Martin explained that prior to CAR-T cell therapy, patients receive chemotherapy that suppresses the immune system to create room for the incoming T cells, also contributing to the ongoing immunosuppression. But it is necessary for T-cell expansion and allows the T cells to better kill the myeloma.

“I tell people that the initial chemotherapy acts to rid the ‘immune bunkers’ that are sitting all over your body and in lymph nodes, bone marrow, etc., to make space for those CAR-T cells, which grow and amplify in those bunkers and then kill the myeloma cells,” Martin said. “We have to do this chemotherapy, but it also makes people’s immune system quite low.”

When CAR-T cells are given, they are strictly focused on targeting myeloma, not other infections such as the flu or COVID-19. Additionally, the CAR Ts can knock off normal plasma cells, and these cells make antibodies to protect one’s body against viruses. Many of these patients require supplemental intravenous gamma globulin infusions (IVIG) in the first six months of CAR-T cell therapy and will also utilize antibiotics to help prevent a shingles reactivation or pneumonia.

- [Problem A]
According to the passage on CAR-T cell therapy for myeloma, why do patients receive chemotherapy before the CAR-T cells are given? Answer in one to three sentences.
- [Problem B]
Carry on the passage about CAR-T cell therapy for myeloma, beginning after its final sentence.
The material that comes after this passage is not required for any of the work.

- [Extracted entries]
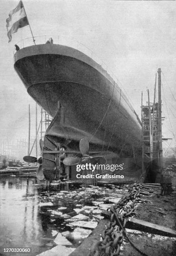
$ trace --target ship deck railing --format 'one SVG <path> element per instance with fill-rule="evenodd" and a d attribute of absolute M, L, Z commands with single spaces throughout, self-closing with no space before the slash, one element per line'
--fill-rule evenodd
<path fill-rule="evenodd" d="M 34 36 L 34 38 L 35 44 L 37 45 L 46 44 L 47 41 L 51 37 L 53 39 L 53 43 L 54 44 L 65 45 L 76 49 L 92 59 L 101 65 L 103 69 L 106 71 L 107 74 L 108 74 L 111 77 L 118 85 L 118 87 L 121 89 L 132 107 L 132 108 L 134 109 L 133 104 L 128 96 L 126 90 L 123 86 L 116 76 L 114 74 L 114 73 L 108 67 L 108 65 L 103 61 L 96 54 L 93 52 L 93 51 L 84 45 L 83 44 L 80 43 L 74 38 L 69 38 L 69 37 L 65 36 L 60 36 L 53 35 L 38 36 Z M 18 42 L 16 44 L 19 46 L 20 49 L 31 46 L 31 45 L 34 45 L 33 38 L 33 37 L 25 38 Z M 14 55 L 15 51 L 15 47 L 13 51 Z"/>

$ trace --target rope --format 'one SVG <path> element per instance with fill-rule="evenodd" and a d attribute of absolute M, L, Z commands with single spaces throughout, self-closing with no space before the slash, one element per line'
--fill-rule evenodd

- [Answer area A]
The chemotherapy clears the "immune bunkers" in the lymph nodes, bone marrow and elsewhere in the body, making room for the incoming CAR-T cells. The cells then grow and amplify in those spaces. This step is needed for T-cell expansion and helps the cells kill the myeloma more effectively.

- [Answer area B]
“The first three to six months after a CAR-T (therapy), people are at risk for infection and we want them to just be careful. ... Patients feel well and feel like doing a lot of stuff, but in today’s world, they have to focus on being safe and staying local. ... Patients can certainly go outside, can still exercise and spend time with family but need to discuss additional freedoms with their CAR-T cell providers,” he said.


One downside to CAR-T cell therapy is that it is recommended that patients visit a cancer center with experience in administering these treatments. There are only 70 to 100 of those in the United States, so not everyone has access to it, Martin said. It’s also not an “off-the-shelf” therapy; thus, it takes time to prepare and manufacture the CAR-T cells. In fact, it could take up to four to six weeks, and some patients cannot wait that long for this therapy.

However, Martin said, this is not the only therapy that is performing well in this patient population, and there is much to look forward to.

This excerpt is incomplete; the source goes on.